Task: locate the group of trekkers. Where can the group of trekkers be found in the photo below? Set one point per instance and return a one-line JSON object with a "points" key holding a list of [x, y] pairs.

==

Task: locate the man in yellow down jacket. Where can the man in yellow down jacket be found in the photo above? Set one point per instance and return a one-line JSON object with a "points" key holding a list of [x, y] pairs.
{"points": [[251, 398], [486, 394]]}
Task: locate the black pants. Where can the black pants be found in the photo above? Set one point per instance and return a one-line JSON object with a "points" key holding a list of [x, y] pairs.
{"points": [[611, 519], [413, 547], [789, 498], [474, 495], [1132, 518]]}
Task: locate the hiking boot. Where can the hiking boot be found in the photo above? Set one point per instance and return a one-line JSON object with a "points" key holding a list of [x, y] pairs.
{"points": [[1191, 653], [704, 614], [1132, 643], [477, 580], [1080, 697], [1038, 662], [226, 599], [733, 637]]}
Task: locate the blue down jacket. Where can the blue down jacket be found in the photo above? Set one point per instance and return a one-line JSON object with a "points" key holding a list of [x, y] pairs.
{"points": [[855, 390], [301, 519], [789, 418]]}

▶ [Task objective]: Extract every line of the records that contains the string "pairs", matching case exactly.

▶ [Solution to the exercise]:
Task: locate the group of trekkers. Where can the group of trekkers be found in the photo below? Set one point per instance and return a one-line JSON object with a "points" key holding a list of [x, y] pairs.
Task: locate the man in yellow down jacket. Where can the man in yellow down jacket be found in the photo above? Set one point per instance and return a one-line JSON object with a "points" key holding a list of [x, y] pairs.
Task: locate the black pants. Where can the black pants be found in the photo above? Set one point per instance and return a one-line JSON object with a "points" key holding a list of [x, y] pairs.
Task: locate the hiking boot. Where can the hiking boot be found in the photo above? Set one point per instance and return a one-line JSON object with a "points" key holding a list of [x, y] pairs.
Task: locate the blue down jacket. Where can the blue down jacket be found in the photo above? Set one point per instance and return a one-line JSON object with a "points" key holding a list of [x, y] pairs.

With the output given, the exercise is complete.